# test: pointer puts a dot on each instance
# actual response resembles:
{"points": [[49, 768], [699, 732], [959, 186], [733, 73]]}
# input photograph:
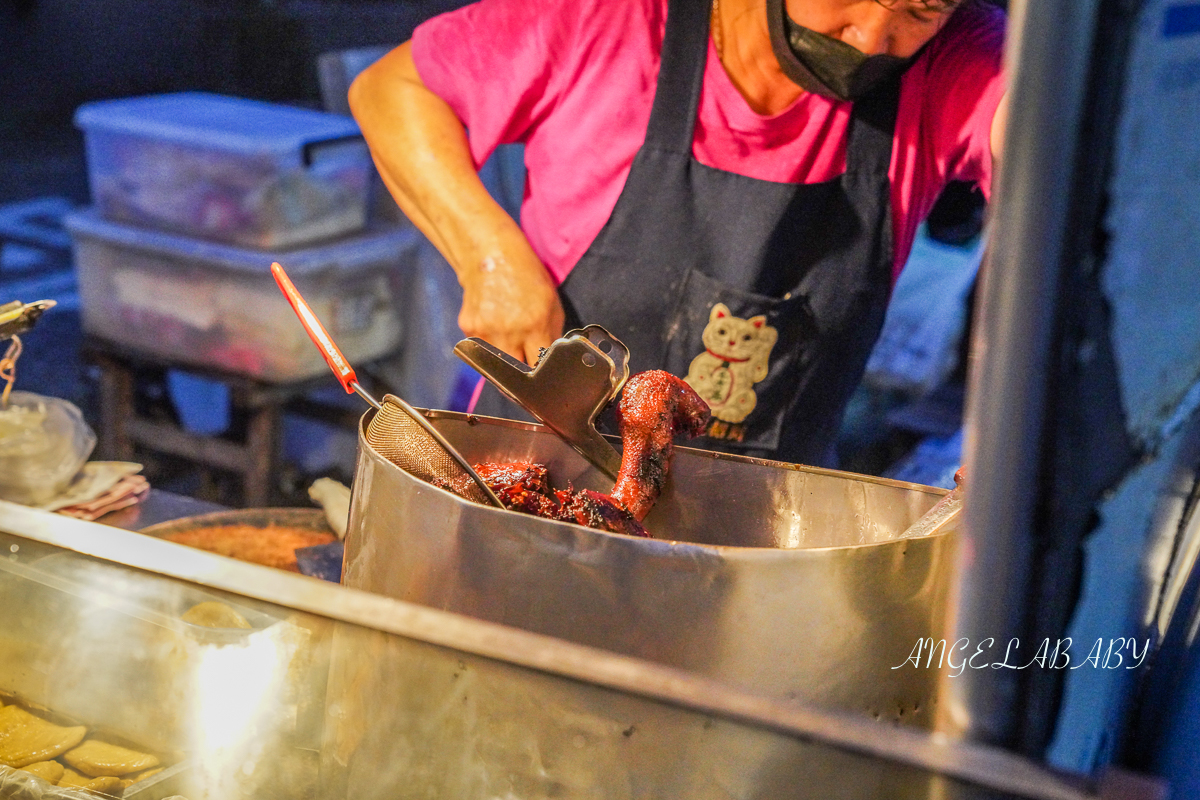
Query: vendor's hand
{"points": [[513, 305]]}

• _Task description_
All of the records need to be restated word for word, but not the pictures.

• _Solution_
# test: pointer puts a dot on each instance
# actual response resembles:
{"points": [[49, 768], [699, 732], [959, 186], [733, 73]]}
# input photograph:
Query: vendor's hand
{"points": [[513, 305]]}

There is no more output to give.